[Opening TASK INPUTS section]
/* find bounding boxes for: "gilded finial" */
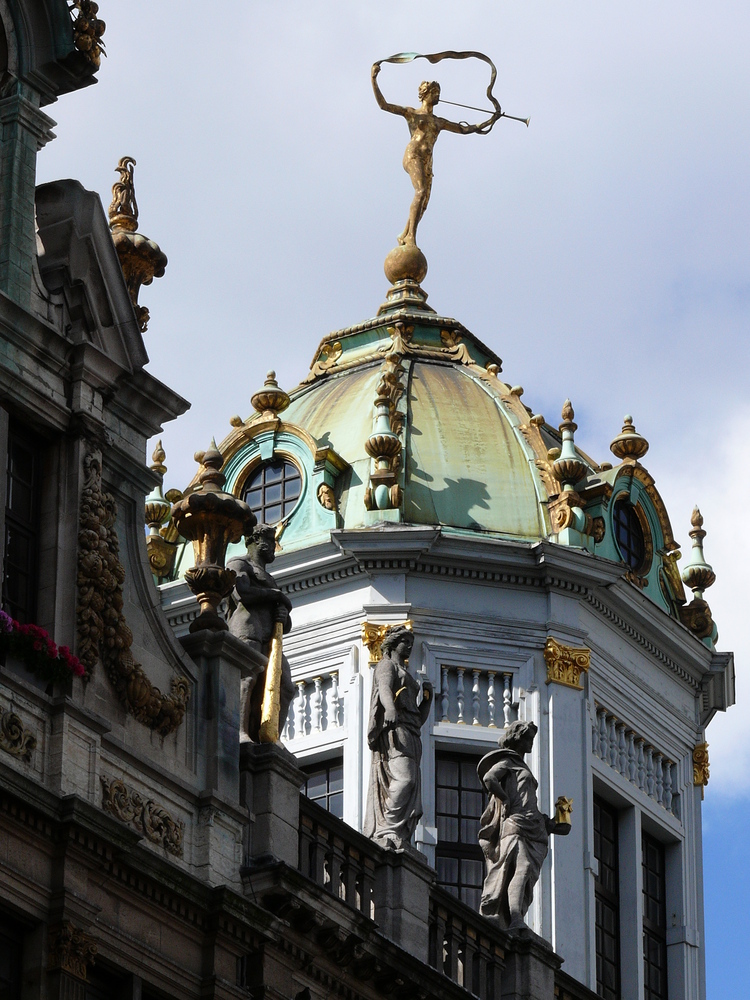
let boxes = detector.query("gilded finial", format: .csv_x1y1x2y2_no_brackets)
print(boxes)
610,414,649,462
107,157,167,333
70,1,106,70
553,399,587,488
681,506,716,597
150,440,167,479
251,370,291,419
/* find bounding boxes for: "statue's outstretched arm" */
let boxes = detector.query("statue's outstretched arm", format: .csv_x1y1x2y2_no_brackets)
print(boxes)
371,62,408,117
436,111,502,136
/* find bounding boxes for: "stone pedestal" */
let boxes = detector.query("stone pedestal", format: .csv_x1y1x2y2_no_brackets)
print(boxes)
373,846,435,963
501,928,561,1000
181,629,264,806
240,741,305,868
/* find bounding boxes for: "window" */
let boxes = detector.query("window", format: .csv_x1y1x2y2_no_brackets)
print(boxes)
0,915,23,1000
242,458,301,525
642,832,668,1000
435,754,485,910
3,424,42,624
594,797,620,999
613,498,646,572
302,760,343,819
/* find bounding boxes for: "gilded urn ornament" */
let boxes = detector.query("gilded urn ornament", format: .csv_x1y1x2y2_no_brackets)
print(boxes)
171,441,256,632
[Closing TASK INPUTS section]
WORK TO COMPLETE: Every line above that carries the string "stone" should be copied.

EXERCISE RESPONSE:
/* find bounding boxes for: "stone pedestal" */
let boxes = detector.query("stone pedestal", format: .csv_x1y1x2y2_no_brackets)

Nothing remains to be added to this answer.